**Direction:**
Rescale the records from the very first line through the line that has "x=111, y=47", copying out every line in that stretch. Multiply each x and y coordinate in the answers by 1.15 and round to whole numbers, with halves going up.

**Items:**
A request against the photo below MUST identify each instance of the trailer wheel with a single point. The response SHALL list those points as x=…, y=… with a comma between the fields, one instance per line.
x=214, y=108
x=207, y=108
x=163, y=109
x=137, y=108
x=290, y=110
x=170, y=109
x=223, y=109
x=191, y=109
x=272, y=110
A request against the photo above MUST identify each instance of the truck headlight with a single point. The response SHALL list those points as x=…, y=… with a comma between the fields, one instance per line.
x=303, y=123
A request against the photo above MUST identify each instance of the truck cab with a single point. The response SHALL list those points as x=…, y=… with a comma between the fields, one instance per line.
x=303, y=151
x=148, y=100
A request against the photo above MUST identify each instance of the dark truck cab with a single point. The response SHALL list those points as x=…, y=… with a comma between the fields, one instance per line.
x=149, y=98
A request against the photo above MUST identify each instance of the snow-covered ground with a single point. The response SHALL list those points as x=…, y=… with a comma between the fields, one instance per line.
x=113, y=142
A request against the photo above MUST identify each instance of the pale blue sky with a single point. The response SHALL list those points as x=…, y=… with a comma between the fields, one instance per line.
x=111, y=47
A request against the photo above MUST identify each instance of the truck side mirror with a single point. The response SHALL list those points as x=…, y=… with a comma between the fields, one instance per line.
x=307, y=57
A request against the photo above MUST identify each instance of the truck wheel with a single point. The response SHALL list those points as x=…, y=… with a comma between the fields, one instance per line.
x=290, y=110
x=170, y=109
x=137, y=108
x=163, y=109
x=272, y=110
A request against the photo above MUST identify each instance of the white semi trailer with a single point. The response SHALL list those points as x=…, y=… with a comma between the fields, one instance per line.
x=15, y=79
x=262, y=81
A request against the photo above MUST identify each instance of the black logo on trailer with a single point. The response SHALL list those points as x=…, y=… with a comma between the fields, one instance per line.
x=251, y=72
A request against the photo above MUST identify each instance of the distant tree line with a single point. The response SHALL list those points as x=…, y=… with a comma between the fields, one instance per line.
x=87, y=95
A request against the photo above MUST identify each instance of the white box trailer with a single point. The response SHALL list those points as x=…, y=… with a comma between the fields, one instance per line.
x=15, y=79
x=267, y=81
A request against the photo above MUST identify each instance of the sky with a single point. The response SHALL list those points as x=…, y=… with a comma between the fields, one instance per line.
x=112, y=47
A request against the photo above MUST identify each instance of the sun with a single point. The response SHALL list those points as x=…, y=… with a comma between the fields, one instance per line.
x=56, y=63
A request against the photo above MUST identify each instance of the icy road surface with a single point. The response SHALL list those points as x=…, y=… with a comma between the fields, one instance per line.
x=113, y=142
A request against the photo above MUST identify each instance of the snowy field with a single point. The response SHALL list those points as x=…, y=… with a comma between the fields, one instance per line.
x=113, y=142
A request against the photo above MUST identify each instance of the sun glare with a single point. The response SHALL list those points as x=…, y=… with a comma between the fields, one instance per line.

**Complete output:**
A request against the photo below MUST identify each instance of the trailer wheel with a single point. The response SHALL list those points as x=…, y=… with a comma between the fields, one instance per line.
x=246, y=124
x=238, y=124
x=187, y=125
x=158, y=124
x=334, y=127
x=196, y=125
x=256, y=125
x=220, y=125
x=313, y=127
A request against the photo above MUST identify each instance of the truck headlight with a single point. The response SHALL list those points as x=…, y=… with a comma between the fields, one instance per line.
x=348, y=141
A request against the photo above MUST identify each instance of the truck cab with a single point. The response SHALL list those points as x=…, y=… with a comma between the fields, one instance per line.
x=348, y=174
x=170, y=115
A request against the photo above MUST identify each instance of the dark truck cab with a single point. The response SHALL list those points as x=…, y=… with a comma between the fields, one instance per line.
x=171, y=113
A request against the photo above MUST identify each instance of the snow-covered ground with a single point. The response SHALL list those points as x=…, y=… with a comma between the fields, one instance per line.
x=130, y=163
A request against the photo above MUST identify each instance of the pale blue sky with a single point. The response SHALL list those points as x=…, y=… with a comma between the fields, one instance per line.
x=128, y=54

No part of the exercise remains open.